Start of EXCERPTED TEXT

Sungkonghoe University is a private university in Seoul, South Korea. It was originally founded in 1914 by an Anglican Communion and became a comprehensive university in 1994. It is one of the most progressive universities in South Korea with an academic mission dedicated to the promotion of human rights, democracy, and peace on the Korean peninsula. It is particularly respected in the research and education of social sciences.

History

Origins (1914–1960) 
St. Michael's Seminary was founded in 1914 laying the groundwork for what would become, in 1994, Sungkonghoe University.  The current rector is the Rev. KwonSeok Yang, an Anglican priest and a theologian.

Development (1961–1994)

Expansion (1994–present) 
The school has been an active member of CUAC (Colleges and Universities of Anglican Communion) since it joined in 1995.  In 1999 it became a member of the Democracy Consortium of Universities with Sang-ji University and Han-shin University in 1999.

Academics

Undergraduate 
 College of Social Sciences (Majors - Political science, Economics, Sociology, Social Welfare, Business administration)
 College of Humanities
 College of Media and Digital Content
 College of Information Technology Engineering
 College of General education

Postgraduate 
 Graduate School of Social Sciences 
 Graduate School of Theology
 Graduate School of Education
 Graduate School of Social Welfare
 Graduate School of Peace and Civil society
 Graduate School of Culture and Communications
 Graduate School of Social and Solidarity Economy

Research centers 
 Institute for East Asian Studies (EAI)

End of EXCERPTED TEXT
Start of GIVEN ENTRIES

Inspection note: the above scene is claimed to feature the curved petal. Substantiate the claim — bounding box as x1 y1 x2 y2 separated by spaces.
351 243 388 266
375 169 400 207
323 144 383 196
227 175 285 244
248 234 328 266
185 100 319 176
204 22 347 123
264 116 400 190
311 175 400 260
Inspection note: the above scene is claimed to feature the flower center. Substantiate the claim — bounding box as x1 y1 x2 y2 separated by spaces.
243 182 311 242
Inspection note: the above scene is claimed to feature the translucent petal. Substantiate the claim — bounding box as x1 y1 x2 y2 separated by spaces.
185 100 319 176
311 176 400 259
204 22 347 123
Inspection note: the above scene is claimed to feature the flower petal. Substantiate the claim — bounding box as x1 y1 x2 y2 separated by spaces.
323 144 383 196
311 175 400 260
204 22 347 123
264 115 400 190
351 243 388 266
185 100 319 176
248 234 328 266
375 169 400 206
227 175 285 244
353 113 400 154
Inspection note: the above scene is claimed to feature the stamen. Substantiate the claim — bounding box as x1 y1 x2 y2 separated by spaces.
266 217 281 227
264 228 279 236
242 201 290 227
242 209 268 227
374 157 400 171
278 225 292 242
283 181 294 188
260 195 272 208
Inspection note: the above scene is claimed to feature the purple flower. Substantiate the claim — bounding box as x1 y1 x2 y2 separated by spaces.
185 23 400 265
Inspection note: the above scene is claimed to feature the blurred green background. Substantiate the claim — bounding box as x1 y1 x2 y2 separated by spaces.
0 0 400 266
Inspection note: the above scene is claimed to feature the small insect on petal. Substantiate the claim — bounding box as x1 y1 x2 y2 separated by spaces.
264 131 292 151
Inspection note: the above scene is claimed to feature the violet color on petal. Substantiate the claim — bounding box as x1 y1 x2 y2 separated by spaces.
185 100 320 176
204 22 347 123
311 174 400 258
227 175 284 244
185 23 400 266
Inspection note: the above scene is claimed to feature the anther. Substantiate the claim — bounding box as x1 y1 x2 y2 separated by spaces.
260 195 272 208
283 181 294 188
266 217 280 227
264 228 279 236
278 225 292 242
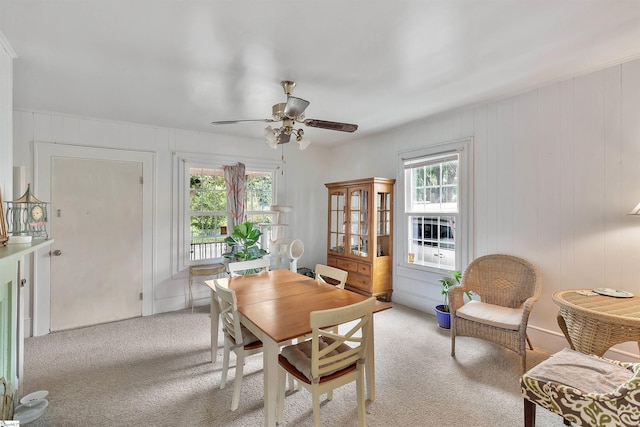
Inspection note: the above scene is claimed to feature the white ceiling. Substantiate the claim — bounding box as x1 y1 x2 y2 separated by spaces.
0 0 640 145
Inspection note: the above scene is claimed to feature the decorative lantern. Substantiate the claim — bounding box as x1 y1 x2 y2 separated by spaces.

End of GIVEN ENTRIES

#### TASK DIRECTIONS:
Output the part of the Sungkonghoe University text from "St. Michael's Seminary" up to and including "Development (1961–1994)", copied word for word.

#### CORRECT ANSWER:
St. Michael's Seminary was founded in 1914 laying the groundwork for what would become, in 1994, Sungkonghoe University.  The current rector is the Rev. KwonSeok Yang, an Anglican priest and a theologian.

Development (1961–1994)